## Begin Dataset rows

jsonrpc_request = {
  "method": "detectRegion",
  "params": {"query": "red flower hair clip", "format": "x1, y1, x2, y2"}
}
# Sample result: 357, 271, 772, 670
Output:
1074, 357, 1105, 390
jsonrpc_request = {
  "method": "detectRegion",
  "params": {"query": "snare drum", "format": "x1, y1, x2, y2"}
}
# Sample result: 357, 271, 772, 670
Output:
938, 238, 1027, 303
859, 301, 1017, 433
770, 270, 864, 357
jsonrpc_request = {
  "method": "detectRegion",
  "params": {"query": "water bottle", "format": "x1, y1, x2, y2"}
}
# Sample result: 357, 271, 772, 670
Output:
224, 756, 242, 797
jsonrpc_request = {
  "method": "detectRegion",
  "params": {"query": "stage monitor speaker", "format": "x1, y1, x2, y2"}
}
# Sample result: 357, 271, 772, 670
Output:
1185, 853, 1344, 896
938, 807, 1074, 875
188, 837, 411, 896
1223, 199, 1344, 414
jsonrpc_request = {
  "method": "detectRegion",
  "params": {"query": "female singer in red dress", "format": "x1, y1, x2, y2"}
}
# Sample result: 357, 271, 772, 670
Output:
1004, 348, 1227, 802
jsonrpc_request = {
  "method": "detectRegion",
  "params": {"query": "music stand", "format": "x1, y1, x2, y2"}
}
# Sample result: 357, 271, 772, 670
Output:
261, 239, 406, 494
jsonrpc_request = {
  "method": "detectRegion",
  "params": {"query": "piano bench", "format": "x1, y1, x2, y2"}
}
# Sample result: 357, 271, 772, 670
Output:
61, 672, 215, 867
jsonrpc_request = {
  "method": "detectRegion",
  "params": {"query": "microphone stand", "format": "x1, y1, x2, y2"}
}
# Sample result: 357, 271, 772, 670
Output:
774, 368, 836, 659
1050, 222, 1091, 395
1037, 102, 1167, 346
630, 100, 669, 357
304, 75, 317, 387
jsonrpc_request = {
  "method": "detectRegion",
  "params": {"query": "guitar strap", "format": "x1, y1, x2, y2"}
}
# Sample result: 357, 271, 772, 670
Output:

## End Dataset rows

Could you copy the records above verbatim, starting from their first line and ending with the line that contains "1223, 199, 1344, 414", including that line?

## Solution for this exercise
jsonrpc_request = {
  "method": "detectRegion",
  "params": {"query": "red flower hair clip", "format": "x1, y1, x2, y2"}
}
# Sample result: 357, 271, 772, 670
Output:
1074, 357, 1105, 390
jsonrpc_request = {
  "method": "detectRegion",
  "params": {"query": "snare drum", "format": "x1, y1, x2, y2"}
}
# Sample result: 357, 271, 772, 670
Output:
938, 238, 1027, 303
859, 301, 1017, 433
770, 270, 864, 357
jsonrpc_request = {
  "method": "detectRegion",
  "params": {"query": "water bottle", "format": "x1, y1, x2, y2"}
}
# Sample result: 357, 271, 772, 670
Output:
224, 756, 242, 797
jsonrpc_request = {
  "method": "detectRegion",
  "params": {"query": "stage monitor speaker", "format": "x1, y1, x2, y2"}
}
# Sample result: 357, 271, 772, 670
Output:
1185, 853, 1344, 896
938, 807, 1074, 875
188, 837, 411, 896
1223, 199, 1344, 414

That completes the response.